Exercise directions:
Copy out the complete listing, word for word.

Records:
----

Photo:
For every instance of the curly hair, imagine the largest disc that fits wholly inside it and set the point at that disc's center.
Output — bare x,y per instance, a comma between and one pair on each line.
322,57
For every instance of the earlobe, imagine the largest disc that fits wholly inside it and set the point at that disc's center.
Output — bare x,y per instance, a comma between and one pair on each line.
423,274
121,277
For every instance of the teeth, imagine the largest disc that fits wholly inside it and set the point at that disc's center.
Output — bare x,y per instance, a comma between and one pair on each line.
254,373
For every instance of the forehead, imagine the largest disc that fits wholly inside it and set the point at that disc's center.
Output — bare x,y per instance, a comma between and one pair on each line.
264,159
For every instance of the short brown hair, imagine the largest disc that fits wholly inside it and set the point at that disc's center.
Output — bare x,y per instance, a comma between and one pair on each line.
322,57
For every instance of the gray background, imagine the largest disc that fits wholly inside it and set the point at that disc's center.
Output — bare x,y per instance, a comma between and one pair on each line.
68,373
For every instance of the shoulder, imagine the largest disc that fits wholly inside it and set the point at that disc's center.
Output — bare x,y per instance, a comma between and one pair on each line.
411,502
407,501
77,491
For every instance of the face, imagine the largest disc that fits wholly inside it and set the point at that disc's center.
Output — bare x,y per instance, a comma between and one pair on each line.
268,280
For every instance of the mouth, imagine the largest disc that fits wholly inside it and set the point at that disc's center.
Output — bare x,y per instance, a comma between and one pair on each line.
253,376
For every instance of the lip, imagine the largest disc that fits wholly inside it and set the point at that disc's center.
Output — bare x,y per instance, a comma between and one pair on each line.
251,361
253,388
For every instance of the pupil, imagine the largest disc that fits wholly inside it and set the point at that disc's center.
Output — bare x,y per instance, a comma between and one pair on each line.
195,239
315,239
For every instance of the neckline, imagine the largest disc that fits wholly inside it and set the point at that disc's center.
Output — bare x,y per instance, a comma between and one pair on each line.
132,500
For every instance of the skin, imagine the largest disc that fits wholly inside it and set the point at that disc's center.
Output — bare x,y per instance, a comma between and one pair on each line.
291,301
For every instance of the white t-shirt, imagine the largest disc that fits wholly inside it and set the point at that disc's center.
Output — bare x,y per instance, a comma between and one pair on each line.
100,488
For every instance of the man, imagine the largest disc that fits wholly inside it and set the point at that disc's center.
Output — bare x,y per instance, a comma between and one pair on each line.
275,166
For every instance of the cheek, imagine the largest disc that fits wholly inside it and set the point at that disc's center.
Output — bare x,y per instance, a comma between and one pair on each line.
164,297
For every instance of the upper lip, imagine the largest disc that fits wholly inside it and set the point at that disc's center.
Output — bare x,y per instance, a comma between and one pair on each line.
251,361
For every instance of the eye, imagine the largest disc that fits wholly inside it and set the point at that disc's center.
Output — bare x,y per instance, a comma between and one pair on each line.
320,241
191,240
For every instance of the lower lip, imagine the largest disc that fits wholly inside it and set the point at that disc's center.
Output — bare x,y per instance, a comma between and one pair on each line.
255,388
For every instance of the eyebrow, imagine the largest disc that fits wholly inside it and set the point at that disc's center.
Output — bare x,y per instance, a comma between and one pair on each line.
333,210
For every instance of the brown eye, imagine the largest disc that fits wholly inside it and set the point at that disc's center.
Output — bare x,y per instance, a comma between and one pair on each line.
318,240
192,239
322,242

----

Written solution:
Photo:
For every instance of the curly hair, imagine the largest disc that fits wholly inside it and set the point at that disc's center.
Output — bare x,y per instance, a comma between and one pair on each line.
322,57
For every instance of the earlobe, imagine the largest disc that fits wholly inside it and set the point at that disc's center.
Output — bare x,y per instance, a comma between and one pair on each line.
423,274
121,277
For every instance of the teeth, imagine the largest disc that fits wholly inside it and set the point at that disc's center.
Output — bare x,y per instance, a comma between and one pair on each line.
254,373
For every instance of the forehead, imagine the largest disc that fits wholly inside it and set the point at that disc's center.
Output — bare x,y per instance, a comma between and one pair on each line.
264,159
For every instance of the short brown hair, imagine the largest disc that fits wholly inside it and set the point at that disc's center.
Output — bare x,y per instance, a comma between and one pair on each line.
322,57
For every instance of the gray background, imagine the largest disc that fits wholly inside it and set the point at that disc's center.
Output — bare x,y per instance, a comma between and one pair on each line.
68,373
For every instance of the shoulder, imagine the largest disc that fits wholly inside it and set the point at that disc's center.
Output — bare x,y per instance, a comma between and one pair on each line.
411,502
407,501
77,491
For every instance of the face, imagine the largest disc that fits wholly inside it and set the point at that disc's center.
Output — bare x,y per instance, a comma between and one pair on each line.
268,280
For every instance of the mouth, imagine the largest disc that fits wholly inside it and set the point at that disc's center.
Output — bare x,y per instance, a comma between and one pair on each line.
253,376
For every instance of the lip, imagine the largest disc that fits wholly inside it and set the point at that disc's center.
Output — bare x,y per instance, a comma between and one pair on each line.
251,361
253,388
For every instance of the pupil, imagine the largest disc that fits wholly inside it and set the point at that disc's center.
Output — bare x,y per instance, a comma between and one pair on each line.
195,239
315,239
For every instance of the neckline, imagine the largest disc that fits wholly inside it and set the point at that disc's center.
Output — bare x,y per instance, a comma between and one pair on each line.
132,500
For every instance of the skin, imagine the largest disc that fits wholly inside it and set the point at that disc's center.
Output — bare x,y per instance, a comma between and one pair on each line.
291,301
For every instance of the white t-shirt, imagine the largest disc that fits wholly inside it and set the point at that disc's center.
Output — bare x,y per instance, a comma between and one pair on each line.
100,488
For every instance of the man, imagine the largest disc that fits wholly inside it and set the point at that disc's center.
Output — bare x,y per instance, a comma between and one pair on each line.
275,166
For every instance of the cheek, imagine the largest disc that fits wholly inside it and set the point at that disc's center.
Output — bare x,y per instance, a comma between and one pair on each line.
164,297
For every instance of the upper lip, imagine the largest disc that fits wholly inside it and set the point at that disc's center.
Output — bare x,y per instance, a comma between and one pair on each line.
251,361
For every instance of the eye, imagine the largest disc that fits wholly inside it and set the point at that disc's center.
Output — bare x,y per instance, a comma between and one pair on each line.
320,241
191,240
For every instance of the lower lip, imagine the largest disc that fits wholly inside it and set the point at that disc's center.
Output — bare x,y per instance, a comma between and one pair on each line.
255,388
For every instance of the eyebrow, imagine the largest disc that fits wholly inside it and set the point at that disc's center.
Output — bare x,y per instance, a comma between and one pair on each line.
333,210
For every instance of the brown eye, imagine the largest disc that fits wholly inside it and set the point at that disc's center.
Output — bare x,y per instance, a comma between and one pair on each line.
318,240
192,239
322,242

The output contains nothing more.